___ Data for processing

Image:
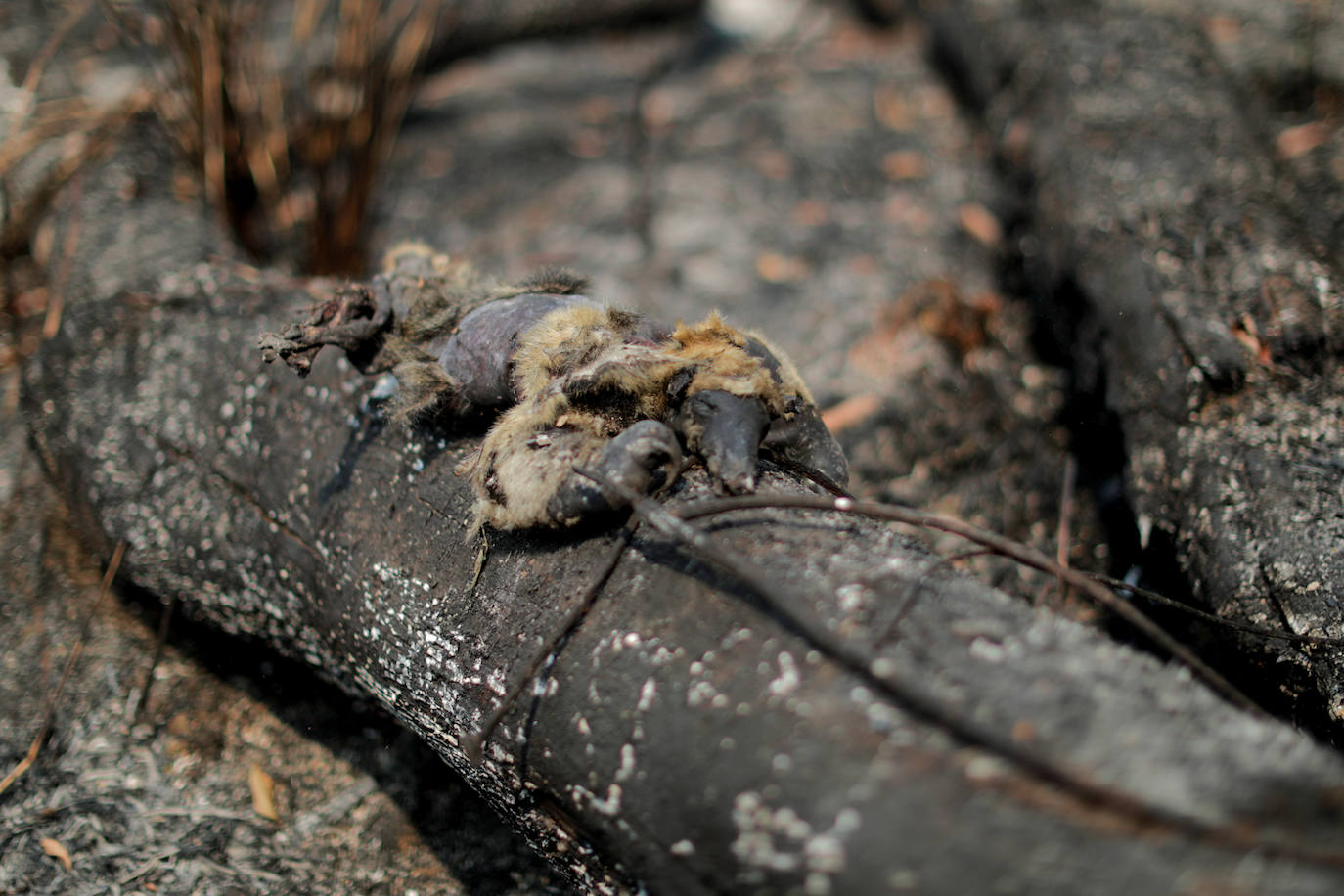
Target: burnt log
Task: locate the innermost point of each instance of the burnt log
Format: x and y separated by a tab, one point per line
687	737
1195	302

______

What this task involves:
Copy the item above word for word, but leave out the picture.

Problem solution:
Image:
Target: burnt log
Task: locate the innermost point of each instance of the burnt log
Format: x and y separated by a tab, one point per line
687	737
1195	302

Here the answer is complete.